*Directions for this task:* Gather each line from the items below that contains the string "plant" and copy it in full. Match case exactly.

*The records:*
-- -- --
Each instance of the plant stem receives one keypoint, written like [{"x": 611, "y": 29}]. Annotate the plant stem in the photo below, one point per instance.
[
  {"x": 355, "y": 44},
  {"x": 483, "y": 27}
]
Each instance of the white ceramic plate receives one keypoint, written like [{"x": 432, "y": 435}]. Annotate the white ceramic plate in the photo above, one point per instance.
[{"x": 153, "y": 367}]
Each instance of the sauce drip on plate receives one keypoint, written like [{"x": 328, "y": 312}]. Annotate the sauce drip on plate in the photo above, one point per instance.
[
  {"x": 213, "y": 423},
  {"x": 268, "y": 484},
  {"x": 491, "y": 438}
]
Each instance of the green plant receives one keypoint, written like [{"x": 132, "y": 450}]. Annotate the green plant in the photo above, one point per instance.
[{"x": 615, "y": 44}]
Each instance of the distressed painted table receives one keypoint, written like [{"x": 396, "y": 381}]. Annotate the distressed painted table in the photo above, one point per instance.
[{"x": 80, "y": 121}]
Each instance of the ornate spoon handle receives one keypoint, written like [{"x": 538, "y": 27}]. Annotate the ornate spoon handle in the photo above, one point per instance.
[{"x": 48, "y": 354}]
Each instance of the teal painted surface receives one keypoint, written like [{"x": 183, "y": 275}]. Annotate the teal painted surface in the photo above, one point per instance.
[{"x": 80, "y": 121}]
-- -- --
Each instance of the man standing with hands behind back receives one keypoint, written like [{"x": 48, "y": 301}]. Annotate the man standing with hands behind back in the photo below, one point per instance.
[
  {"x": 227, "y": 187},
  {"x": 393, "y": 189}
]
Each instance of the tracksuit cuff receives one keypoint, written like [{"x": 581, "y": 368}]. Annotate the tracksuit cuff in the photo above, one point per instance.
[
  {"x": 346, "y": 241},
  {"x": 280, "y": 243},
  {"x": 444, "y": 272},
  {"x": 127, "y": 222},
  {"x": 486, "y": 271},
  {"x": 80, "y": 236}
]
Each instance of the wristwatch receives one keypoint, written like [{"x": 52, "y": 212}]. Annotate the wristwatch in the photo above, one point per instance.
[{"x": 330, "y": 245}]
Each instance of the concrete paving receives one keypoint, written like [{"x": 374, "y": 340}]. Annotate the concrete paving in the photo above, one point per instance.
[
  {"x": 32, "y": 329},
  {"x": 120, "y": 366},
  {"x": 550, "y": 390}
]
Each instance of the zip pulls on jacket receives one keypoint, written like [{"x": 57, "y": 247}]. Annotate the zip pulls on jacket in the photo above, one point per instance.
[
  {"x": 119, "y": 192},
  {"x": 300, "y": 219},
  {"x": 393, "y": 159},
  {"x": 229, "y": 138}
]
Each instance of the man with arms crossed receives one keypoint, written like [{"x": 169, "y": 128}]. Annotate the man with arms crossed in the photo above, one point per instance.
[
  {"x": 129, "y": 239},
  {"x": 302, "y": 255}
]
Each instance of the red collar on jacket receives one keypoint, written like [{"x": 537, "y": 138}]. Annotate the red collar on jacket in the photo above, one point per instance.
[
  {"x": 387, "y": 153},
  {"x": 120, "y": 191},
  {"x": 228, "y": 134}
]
-- -- --
*Exercise answer:*
Each instance of the plant stem receives one keypoint, written like [{"x": 611, "y": 29}]. Annotate the plant stem in the photo below, one point per instance.
Each instance of the green plant receives one keypoint, written like [{"x": 132, "y": 450}]. Annotate the green plant in the photo above, one point per instance.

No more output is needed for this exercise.